[[ Record set open ]]

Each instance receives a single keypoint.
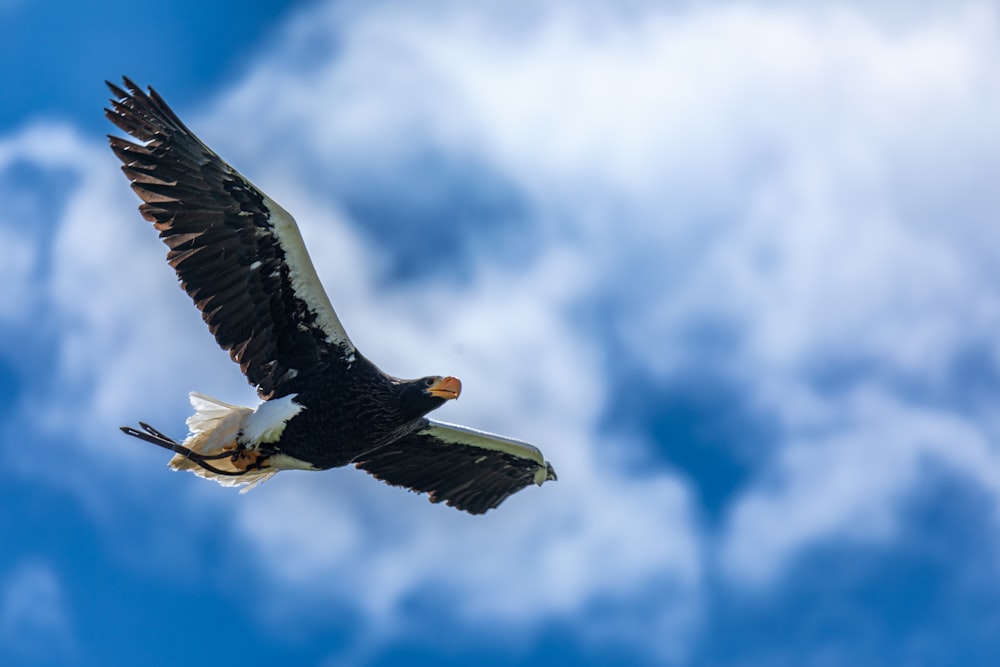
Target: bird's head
(418, 397)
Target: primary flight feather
(241, 259)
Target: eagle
(241, 259)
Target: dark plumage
(240, 258)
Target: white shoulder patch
(305, 282)
(268, 421)
(463, 435)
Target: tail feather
(212, 450)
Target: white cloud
(795, 175)
(34, 622)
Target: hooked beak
(446, 388)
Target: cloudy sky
(734, 266)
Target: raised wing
(236, 253)
(468, 469)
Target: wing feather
(237, 254)
(468, 469)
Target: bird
(241, 259)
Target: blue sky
(731, 265)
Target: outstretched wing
(468, 469)
(236, 253)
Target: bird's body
(242, 260)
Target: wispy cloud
(34, 621)
(813, 183)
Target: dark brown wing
(468, 469)
(237, 254)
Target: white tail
(215, 427)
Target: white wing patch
(305, 282)
(463, 435)
(268, 421)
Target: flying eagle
(241, 259)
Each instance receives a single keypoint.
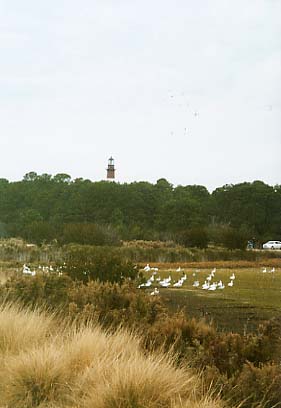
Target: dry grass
(21, 329)
(87, 367)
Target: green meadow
(254, 297)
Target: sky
(185, 90)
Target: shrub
(258, 386)
(234, 239)
(104, 264)
(194, 237)
(89, 234)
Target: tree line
(44, 208)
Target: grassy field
(254, 297)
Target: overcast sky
(189, 90)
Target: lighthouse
(110, 175)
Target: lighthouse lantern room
(110, 169)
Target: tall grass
(43, 366)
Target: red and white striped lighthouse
(110, 175)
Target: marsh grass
(46, 365)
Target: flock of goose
(209, 283)
(43, 269)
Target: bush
(89, 234)
(103, 264)
(195, 237)
(258, 386)
(234, 239)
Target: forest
(45, 208)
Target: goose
(178, 284)
(164, 284)
(220, 285)
(205, 285)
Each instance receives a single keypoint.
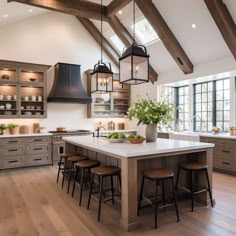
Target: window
(116, 42)
(182, 108)
(144, 31)
(212, 105)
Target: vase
(151, 133)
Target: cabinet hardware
(12, 161)
(12, 150)
(225, 163)
(226, 151)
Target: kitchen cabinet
(22, 90)
(223, 154)
(109, 105)
(18, 152)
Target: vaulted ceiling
(181, 46)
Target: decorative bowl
(136, 140)
(115, 140)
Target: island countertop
(127, 149)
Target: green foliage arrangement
(148, 111)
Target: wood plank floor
(32, 204)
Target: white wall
(48, 39)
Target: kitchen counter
(24, 135)
(133, 158)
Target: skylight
(144, 32)
(116, 42)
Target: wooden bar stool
(83, 165)
(194, 168)
(103, 172)
(159, 175)
(71, 161)
(63, 158)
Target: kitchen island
(133, 158)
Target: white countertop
(127, 149)
(23, 135)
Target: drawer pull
(12, 150)
(13, 161)
(36, 149)
(13, 141)
(38, 140)
(225, 163)
(226, 151)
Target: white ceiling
(202, 45)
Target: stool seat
(77, 158)
(193, 166)
(87, 164)
(65, 155)
(105, 170)
(158, 173)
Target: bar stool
(103, 172)
(63, 158)
(159, 175)
(71, 161)
(83, 165)
(194, 168)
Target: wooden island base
(132, 166)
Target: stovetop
(70, 131)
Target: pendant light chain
(101, 32)
(134, 21)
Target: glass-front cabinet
(22, 90)
(111, 105)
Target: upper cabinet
(109, 105)
(22, 90)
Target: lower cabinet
(25, 151)
(223, 154)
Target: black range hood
(67, 86)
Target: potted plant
(2, 128)
(12, 128)
(150, 113)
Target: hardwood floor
(32, 204)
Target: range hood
(67, 86)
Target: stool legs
(90, 192)
(209, 187)
(59, 169)
(100, 197)
(140, 196)
(174, 198)
(81, 186)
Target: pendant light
(102, 75)
(134, 62)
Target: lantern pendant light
(102, 75)
(134, 62)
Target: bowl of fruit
(116, 137)
(136, 139)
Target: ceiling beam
(154, 17)
(80, 8)
(224, 22)
(107, 48)
(127, 40)
(115, 6)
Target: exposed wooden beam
(108, 49)
(80, 8)
(127, 40)
(151, 13)
(116, 5)
(224, 22)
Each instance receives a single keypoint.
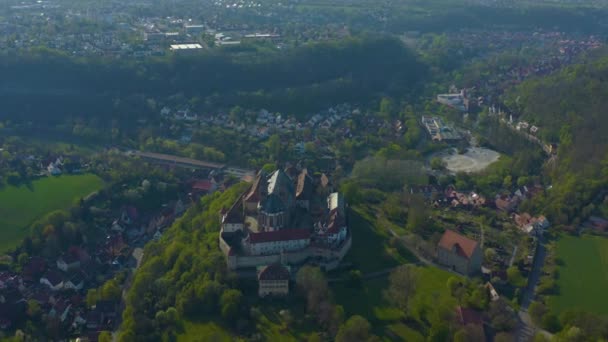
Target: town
(267, 170)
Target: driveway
(527, 329)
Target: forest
(570, 108)
(297, 81)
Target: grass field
(202, 332)
(369, 302)
(583, 278)
(20, 206)
(371, 250)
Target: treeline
(49, 86)
(183, 276)
(569, 107)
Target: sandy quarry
(474, 160)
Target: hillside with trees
(299, 80)
(570, 109)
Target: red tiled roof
(274, 272)
(468, 316)
(235, 213)
(203, 185)
(463, 245)
(279, 235)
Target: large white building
(279, 216)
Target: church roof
(274, 272)
(460, 244)
(304, 188)
(278, 181)
(280, 235)
(273, 204)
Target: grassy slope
(20, 206)
(369, 302)
(583, 278)
(203, 331)
(371, 250)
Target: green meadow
(20, 206)
(583, 277)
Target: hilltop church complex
(288, 217)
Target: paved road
(527, 329)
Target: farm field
(583, 278)
(203, 331)
(386, 320)
(20, 206)
(371, 250)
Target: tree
(417, 214)
(437, 164)
(503, 337)
(230, 302)
(386, 107)
(356, 329)
(105, 336)
(91, 297)
(402, 286)
(33, 309)
(110, 291)
(515, 277)
(351, 191)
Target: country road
(526, 328)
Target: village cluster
(59, 286)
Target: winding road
(526, 328)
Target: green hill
(570, 109)
(20, 206)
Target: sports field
(583, 278)
(20, 206)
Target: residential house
(34, 268)
(273, 280)
(459, 253)
(529, 224)
(493, 293)
(68, 262)
(129, 215)
(598, 223)
(52, 279)
(61, 309)
(76, 282)
(507, 203)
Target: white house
(68, 263)
(283, 240)
(53, 280)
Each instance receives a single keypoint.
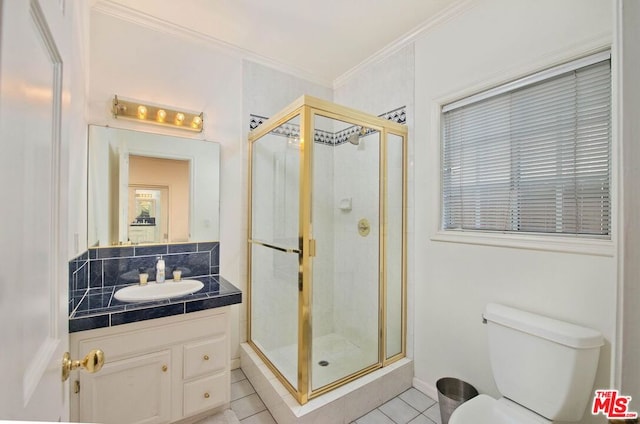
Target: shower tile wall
(324, 262)
(382, 85)
(356, 265)
(346, 264)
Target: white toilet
(544, 369)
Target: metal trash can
(451, 394)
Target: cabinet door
(133, 390)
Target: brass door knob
(93, 362)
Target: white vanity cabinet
(156, 371)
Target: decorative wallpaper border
(398, 115)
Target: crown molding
(457, 8)
(128, 14)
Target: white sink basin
(156, 291)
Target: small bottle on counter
(160, 270)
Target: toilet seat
(484, 409)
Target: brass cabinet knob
(93, 362)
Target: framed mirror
(147, 188)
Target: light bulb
(142, 112)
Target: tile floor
(410, 407)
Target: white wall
(496, 41)
(629, 367)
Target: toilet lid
(484, 409)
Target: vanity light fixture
(159, 115)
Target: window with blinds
(533, 155)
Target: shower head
(355, 137)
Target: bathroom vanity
(165, 359)
(156, 371)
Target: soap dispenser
(160, 270)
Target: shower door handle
(312, 248)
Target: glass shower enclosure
(326, 245)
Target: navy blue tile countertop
(96, 307)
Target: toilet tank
(542, 363)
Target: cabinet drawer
(205, 356)
(205, 393)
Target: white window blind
(533, 155)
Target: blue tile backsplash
(113, 266)
(95, 275)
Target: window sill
(548, 243)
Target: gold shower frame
(307, 108)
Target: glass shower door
(274, 263)
(345, 224)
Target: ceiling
(321, 40)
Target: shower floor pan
(343, 404)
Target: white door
(34, 39)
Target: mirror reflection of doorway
(148, 221)
(158, 200)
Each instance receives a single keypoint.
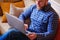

[[ Record set closed ]]

> [Exercise aim]: What you return must match the entries above exactly, apart from the pictures, which are left out.

> [Response to this task]:
Each instance receives a single keypoint.
Target: bird's head
(418, 397)
Target: primary flight feather
(241, 259)
Target: eagle
(241, 259)
Target: dark plumage
(240, 258)
Target: white shoulder patch
(305, 282)
(268, 421)
(463, 435)
Target: tail feather
(212, 450)
Target: white cloud
(795, 175)
(34, 622)
Target: hooked beak
(446, 388)
Target: cloudy sky
(734, 266)
Target: raised wing
(236, 253)
(468, 469)
Target: wing feather
(237, 254)
(468, 469)
Target: bird
(241, 259)
Target: blue sky
(731, 265)
Target: outstretched wing
(468, 469)
(236, 253)
Target: bird's body
(242, 260)
Target: wispy cloud
(34, 621)
(813, 183)
Target: dark brown wing
(468, 469)
(237, 254)
Target: white tail
(215, 427)
Target: white wing patch
(305, 282)
(463, 435)
(268, 421)
Target: flying eagle
(241, 259)
Each instance receives a single keypoint.
Target: dry grass
(21, 329)
(87, 367)
Target: green meadow
(254, 297)
Target: sky
(185, 90)
Target: shrub
(258, 386)
(234, 239)
(104, 264)
(194, 237)
(89, 234)
Target: tree line
(44, 208)
Target: grassy field
(254, 297)
Target: overcast sky
(189, 90)
Target: lighthouse
(110, 175)
Target: lighthouse lantern room
(110, 169)
Target: tall grass
(43, 366)
Target: red and white striped lighthouse
(110, 175)
Target: marsh grass
(46, 365)
Target: flock of goose
(209, 283)
(43, 269)
Target: bush
(89, 234)
(103, 264)
(195, 237)
(258, 386)
(234, 239)
Target: forest
(45, 208)
Target: goose
(178, 284)
(164, 284)
(220, 285)
(205, 285)
Each instance receives a single keypoint.
Target: window
(116, 42)
(182, 108)
(144, 31)
(212, 105)
Target: vase
(151, 133)
Target: cabinet hardware
(12, 161)
(12, 150)
(225, 163)
(226, 151)
Target: kitchen cabinet
(22, 90)
(223, 154)
(109, 105)
(18, 152)
Target: vaulted ceiling
(181, 46)
Target: decorative bowl
(136, 140)
(115, 140)
Target: island countertop
(127, 149)
Target: green foliage arrangement
(148, 111)
Target: wood plank floor
(32, 204)
Target: white wall
(48, 39)
Target: kitchen counter
(24, 135)
(133, 158)
Target: skylight
(144, 32)
(116, 42)
Target: wooden bar stool
(83, 165)
(194, 168)
(103, 172)
(159, 175)
(71, 161)
(63, 158)
Target: kitchen island
(133, 158)
Target: white countertop
(127, 149)
(23, 135)
Target: drawer pull
(12, 150)
(13, 161)
(36, 149)
(13, 141)
(38, 140)
(225, 163)
(226, 151)
Target: white ceiling
(202, 45)
Target: stool seat
(77, 158)
(193, 166)
(87, 164)
(65, 155)
(105, 170)
(158, 173)
Target: bar stool
(103, 172)
(63, 158)
(159, 175)
(71, 161)
(83, 165)
(194, 168)
Target: wooden island base
(132, 166)
Target: stovetop
(70, 131)
Target: pendant light chain
(101, 32)
(134, 21)
Target: glass-front cabinet
(22, 90)
(111, 105)
Target: upper cabinet
(109, 105)
(22, 90)
Target: lower cabinet
(25, 151)
(223, 154)
Target: black range hood
(67, 86)
Target: potted plant
(2, 128)
(12, 128)
(150, 113)
Target: hardwood floor
(32, 204)
Target: range hood
(67, 86)
Target: stool legs
(90, 192)
(209, 187)
(59, 169)
(100, 197)
(140, 196)
(174, 198)
(81, 186)
Target: pendant light
(102, 75)
(134, 62)
Target: lantern pendant light
(102, 75)
(134, 62)
Target: bowl of fruit
(116, 137)
(136, 139)
Target: ceiling beam
(154, 17)
(80, 8)
(224, 22)
(107, 48)
(127, 40)
(115, 6)
Target: exposed wooden beam
(108, 49)
(80, 8)
(127, 40)
(151, 13)
(116, 5)
(224, 22)
Each instance receives a single keypoint.
Target: town
(267, 170)
Target: driveway
(527, 329)
Target: forest
(570, 108)
(297, 81)
Target: grass field
(202, 332)
(369, 302)
(583, 278)
(20, 206)
(371, 250)
Target: treeline
(49, 86)
(183, 276)
(569, 107)
Target: sandy quarry
(474, 160)
Target: hillside with trees
(299, 80)
(570, 109)
Target: red tiled roof
(274, 272)
(468, 316)
(235, 213)
(203, 185)
(463, 245)
(279, 235)
Target: large white building
(279, 216)
Target: church roof
(274, 272)
(460, 244)
(304, 188)
(278, 181)
(280, 235)
(273, 204)
Target: grassy slope
(20, 206)
(369, 302)
(583, 278)
(203, 331)
(371, 250)
Target: green meadow
(20, 206)
(583, 277)
Target: hilltop church complex
(288, 217)
Target: paved road
(527, 329)
Target: farm field
(583, 278)
(203, 331)
(386, 320)
(20, 206)
(371, 250)
Target: tree
(417, 214)
(437, 164)
(503, 337)
(230, 302)
(386, 107)
(356, 329)
(105, 336)
(91, 297)
(402, 286)
(33, 309)
(110, 291)
(515, 277)
(351, 191)
Target: country road
(526, 328)
Target: village cluster
(59, 286)
Target: winding road
(526, 328)
Target: green hill
(570, 109)
(20, 206)
Target: sports field
(583, 278)
(20, 206)
Target: residential house
(34, 268)
(273, 280)
(459, 253)
(529, 224)
(493, 293)
(68, 262)
(129, 215)
(598, 223)
(52, 279)
(61, 309)
(76, 282)
(507, 203)
Target: white house
(68, 263)
(283, 240)
(53, 280)
Each instance receives a single keypoint.
Target: shower tile wall
(324, 262)
(382, 85)
(356, 265)
(346, 264)
Target: white toilet
(544, 369)
Target: metal trash can
(451, 394)
Target: cabinet door
(133, 390)
Target: brass door knob
(93, 362)
Target: white vanity cabinet
(156, 371)
Target: decorative wallpaper border
(398, 115)
Target: crown molding
(457, 8)
(128, 14)
Target: white sink basin
(156, 291)
Target: small bottle on counter
(160, 270)
Target: toilet seat
(484, 409)
Target: brass cabinet knob
(93, 362)
Target: framed mirror
(147, 188)
Target: light bulb
(142, 112)
Target: tile floor
(410, 407)
Target: white wall
(496, 41)
(629, 367)
Target: toilet lid
(484, 409)
Target: vanity light fixture
(159, 115)
Target: window with blinds
(533, 155)
Target: shower head
(355, 137)
Target: bathroom vanity
(165, 359)
(156, 371)
Target: soap dispenser
(160, 270)
Target: shower door handle
(312, 248)
Target: glass shower enclosure
(326, 245)
Target: navy blue tile countertop
(96, 307)
Target: toilet tank
(542, 363)
Target: cabinet drawer
(205, 356)
(205, 393)
Target: white window blind
(533, 155)
Target: blue tile backsplash
(113, 266)
(95, 275)
Target: window sill
(548, 243)
Target: gold shower frame
(307, 108)
Target: glass shower door
(274, 263)
(345, 224)
Target: ceiling
(321, 40)
Target: shower floor pan
(343, 404)
Target: white door
(34, 39)
Target: mirror reflection of doorway
(148, 221)
(158, 200)
Each instance receives a single keypoint.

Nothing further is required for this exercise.